Task input section start
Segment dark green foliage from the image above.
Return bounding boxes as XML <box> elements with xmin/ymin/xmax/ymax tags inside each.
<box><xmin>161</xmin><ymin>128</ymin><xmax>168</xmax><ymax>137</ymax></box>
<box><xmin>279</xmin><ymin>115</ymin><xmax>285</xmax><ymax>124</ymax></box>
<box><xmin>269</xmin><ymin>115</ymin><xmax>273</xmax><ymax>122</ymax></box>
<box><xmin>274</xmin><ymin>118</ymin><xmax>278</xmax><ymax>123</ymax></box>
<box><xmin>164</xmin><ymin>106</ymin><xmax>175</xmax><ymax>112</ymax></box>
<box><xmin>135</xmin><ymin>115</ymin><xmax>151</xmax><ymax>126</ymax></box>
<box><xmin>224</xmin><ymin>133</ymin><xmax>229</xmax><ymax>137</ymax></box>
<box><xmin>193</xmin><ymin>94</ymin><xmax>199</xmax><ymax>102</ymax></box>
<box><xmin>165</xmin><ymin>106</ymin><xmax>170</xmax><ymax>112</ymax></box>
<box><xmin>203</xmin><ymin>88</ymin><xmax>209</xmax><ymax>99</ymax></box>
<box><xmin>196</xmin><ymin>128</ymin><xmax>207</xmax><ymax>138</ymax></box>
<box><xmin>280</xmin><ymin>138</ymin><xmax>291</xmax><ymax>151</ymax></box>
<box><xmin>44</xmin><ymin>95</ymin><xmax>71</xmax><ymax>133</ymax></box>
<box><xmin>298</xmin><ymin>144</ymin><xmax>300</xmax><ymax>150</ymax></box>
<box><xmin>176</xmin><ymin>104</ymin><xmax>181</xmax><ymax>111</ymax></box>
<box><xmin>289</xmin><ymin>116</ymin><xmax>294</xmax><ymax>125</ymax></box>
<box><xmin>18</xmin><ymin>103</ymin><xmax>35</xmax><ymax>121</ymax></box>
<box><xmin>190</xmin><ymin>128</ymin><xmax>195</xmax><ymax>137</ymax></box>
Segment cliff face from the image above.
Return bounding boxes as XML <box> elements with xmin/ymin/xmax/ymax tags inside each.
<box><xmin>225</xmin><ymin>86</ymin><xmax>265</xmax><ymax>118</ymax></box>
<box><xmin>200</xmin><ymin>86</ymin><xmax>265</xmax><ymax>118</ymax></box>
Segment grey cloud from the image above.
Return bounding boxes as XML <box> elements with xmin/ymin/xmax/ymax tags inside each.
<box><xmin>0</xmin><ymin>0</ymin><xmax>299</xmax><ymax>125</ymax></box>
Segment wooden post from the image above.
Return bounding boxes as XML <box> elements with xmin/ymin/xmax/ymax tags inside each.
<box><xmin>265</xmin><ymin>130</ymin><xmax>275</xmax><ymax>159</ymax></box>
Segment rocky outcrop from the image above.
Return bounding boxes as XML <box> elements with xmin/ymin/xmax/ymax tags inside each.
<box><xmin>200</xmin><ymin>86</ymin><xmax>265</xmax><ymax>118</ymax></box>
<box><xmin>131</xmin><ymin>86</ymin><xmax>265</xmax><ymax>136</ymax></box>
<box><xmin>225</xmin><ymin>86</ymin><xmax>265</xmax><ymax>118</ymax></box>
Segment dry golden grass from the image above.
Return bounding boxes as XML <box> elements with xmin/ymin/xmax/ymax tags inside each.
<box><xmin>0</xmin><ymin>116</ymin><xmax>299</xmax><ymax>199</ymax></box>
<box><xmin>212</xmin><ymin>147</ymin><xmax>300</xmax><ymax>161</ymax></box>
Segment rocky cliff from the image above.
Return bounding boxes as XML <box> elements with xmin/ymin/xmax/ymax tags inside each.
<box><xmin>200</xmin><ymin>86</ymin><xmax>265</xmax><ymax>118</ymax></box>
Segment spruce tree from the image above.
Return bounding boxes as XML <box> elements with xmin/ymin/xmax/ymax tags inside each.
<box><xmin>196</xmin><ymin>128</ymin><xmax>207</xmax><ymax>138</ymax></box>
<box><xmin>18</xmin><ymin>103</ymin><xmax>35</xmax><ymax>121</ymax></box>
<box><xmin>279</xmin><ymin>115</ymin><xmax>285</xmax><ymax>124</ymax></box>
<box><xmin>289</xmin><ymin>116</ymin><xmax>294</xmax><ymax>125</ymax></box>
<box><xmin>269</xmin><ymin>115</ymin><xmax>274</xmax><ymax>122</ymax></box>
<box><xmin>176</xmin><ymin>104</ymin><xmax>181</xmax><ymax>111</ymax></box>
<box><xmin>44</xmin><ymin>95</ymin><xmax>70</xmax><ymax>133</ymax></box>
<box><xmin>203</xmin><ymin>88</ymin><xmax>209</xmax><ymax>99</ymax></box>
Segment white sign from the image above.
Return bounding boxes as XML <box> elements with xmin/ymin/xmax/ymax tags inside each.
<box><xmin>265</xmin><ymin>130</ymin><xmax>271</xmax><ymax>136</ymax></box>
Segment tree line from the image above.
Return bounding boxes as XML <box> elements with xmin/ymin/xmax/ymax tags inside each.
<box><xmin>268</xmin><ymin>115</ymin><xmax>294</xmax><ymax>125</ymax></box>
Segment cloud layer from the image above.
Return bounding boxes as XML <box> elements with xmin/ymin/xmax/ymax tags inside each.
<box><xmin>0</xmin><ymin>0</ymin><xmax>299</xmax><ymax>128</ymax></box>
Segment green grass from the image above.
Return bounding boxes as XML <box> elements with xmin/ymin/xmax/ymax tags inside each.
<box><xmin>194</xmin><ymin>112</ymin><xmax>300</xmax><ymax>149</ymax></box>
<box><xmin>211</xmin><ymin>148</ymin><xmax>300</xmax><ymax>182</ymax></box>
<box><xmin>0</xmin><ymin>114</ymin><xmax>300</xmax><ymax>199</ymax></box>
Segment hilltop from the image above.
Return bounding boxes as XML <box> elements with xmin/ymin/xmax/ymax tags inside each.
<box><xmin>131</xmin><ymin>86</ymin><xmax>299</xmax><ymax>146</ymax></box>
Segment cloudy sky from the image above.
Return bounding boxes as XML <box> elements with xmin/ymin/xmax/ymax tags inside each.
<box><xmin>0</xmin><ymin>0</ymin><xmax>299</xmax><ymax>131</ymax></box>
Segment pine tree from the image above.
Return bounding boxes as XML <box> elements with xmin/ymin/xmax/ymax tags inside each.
Task input section end
What the exercise asks — From the listing above, return each line with the word "tree".

Solution to the problem —
Segment spruce tree from the image above.
Segment tree line from the image above.
Segment pine tree from the image above.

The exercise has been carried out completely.